** Exercise requirements **
Collect every line of the records below that contains the string "pair", and copy each such line in full. Case counts, so match the capitals and lowercase letters precisely.

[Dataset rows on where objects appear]
--- BEGIN ---

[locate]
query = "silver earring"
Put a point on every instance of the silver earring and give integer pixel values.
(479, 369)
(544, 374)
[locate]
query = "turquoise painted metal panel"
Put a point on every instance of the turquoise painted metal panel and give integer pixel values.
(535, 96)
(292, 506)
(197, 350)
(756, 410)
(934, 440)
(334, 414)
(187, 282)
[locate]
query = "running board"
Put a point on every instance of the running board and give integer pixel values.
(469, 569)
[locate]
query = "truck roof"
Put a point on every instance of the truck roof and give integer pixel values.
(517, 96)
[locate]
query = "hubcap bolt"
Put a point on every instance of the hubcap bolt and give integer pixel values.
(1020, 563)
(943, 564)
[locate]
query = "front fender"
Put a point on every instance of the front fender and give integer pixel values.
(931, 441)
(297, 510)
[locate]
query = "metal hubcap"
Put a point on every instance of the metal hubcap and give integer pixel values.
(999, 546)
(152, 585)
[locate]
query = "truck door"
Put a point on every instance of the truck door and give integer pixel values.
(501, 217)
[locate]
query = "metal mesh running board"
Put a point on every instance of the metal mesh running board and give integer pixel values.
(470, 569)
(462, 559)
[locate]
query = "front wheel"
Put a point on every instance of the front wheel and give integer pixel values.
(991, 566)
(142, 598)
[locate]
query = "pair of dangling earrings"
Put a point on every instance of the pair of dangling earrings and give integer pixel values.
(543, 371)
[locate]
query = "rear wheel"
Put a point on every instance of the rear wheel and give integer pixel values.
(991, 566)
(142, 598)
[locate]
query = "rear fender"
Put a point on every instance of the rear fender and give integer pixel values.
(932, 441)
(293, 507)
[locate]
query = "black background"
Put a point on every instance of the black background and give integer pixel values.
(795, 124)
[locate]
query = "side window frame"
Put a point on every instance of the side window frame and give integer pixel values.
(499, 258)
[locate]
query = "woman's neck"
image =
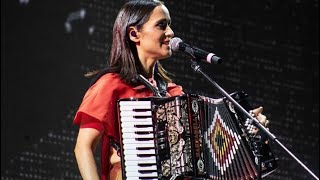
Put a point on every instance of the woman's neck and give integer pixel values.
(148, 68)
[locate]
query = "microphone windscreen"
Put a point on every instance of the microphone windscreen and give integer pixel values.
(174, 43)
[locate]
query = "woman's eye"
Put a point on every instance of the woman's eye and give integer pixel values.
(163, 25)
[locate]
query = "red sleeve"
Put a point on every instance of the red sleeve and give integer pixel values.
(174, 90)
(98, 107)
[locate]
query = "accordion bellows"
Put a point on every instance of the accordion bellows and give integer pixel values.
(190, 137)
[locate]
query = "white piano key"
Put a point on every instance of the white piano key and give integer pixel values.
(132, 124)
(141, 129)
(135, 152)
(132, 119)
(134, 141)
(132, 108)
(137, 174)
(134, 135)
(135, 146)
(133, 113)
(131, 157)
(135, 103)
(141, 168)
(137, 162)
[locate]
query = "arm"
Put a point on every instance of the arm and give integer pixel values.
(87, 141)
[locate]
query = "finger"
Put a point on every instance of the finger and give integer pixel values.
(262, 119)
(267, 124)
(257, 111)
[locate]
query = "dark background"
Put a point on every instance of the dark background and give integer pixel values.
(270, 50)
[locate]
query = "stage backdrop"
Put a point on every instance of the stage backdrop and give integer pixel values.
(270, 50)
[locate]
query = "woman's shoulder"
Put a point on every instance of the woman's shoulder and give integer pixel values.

--- END ---
--- BEGIN ---

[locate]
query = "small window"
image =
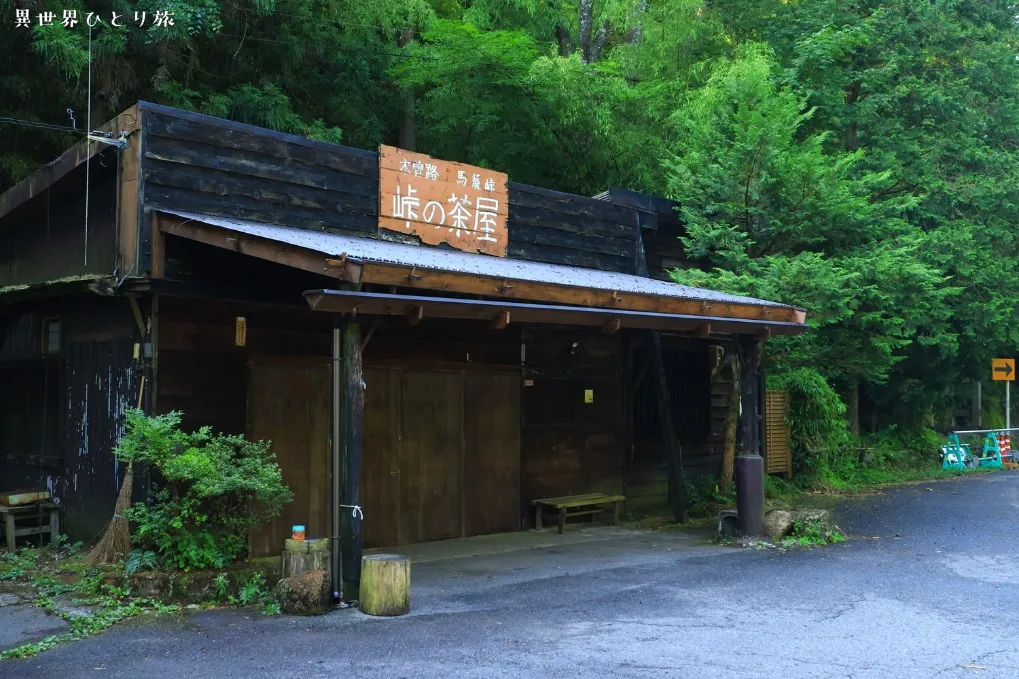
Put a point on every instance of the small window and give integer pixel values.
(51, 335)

--- END ---
--- BEGIN ---

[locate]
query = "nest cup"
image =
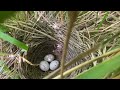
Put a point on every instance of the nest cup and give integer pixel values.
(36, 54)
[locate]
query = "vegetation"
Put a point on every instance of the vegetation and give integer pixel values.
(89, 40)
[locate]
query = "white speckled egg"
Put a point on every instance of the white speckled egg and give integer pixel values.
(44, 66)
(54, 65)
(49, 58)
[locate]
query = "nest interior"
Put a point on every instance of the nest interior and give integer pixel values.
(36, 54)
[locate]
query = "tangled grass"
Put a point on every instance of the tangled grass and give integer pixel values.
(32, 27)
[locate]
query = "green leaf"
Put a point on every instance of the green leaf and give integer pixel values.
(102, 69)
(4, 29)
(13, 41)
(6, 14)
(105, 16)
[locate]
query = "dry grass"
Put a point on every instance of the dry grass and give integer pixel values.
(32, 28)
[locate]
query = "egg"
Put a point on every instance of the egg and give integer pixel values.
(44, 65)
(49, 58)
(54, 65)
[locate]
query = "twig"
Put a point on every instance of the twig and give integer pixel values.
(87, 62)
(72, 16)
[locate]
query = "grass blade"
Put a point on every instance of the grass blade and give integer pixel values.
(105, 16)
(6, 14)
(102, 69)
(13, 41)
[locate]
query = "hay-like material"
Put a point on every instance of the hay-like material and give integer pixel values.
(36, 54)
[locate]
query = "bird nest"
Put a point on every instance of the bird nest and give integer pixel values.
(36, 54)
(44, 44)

--- END ---

** Solution to the exercise **
query = "pair of dangling earrings"
Put a point on every instance of the pair of dangling earrings and give integer pixel values.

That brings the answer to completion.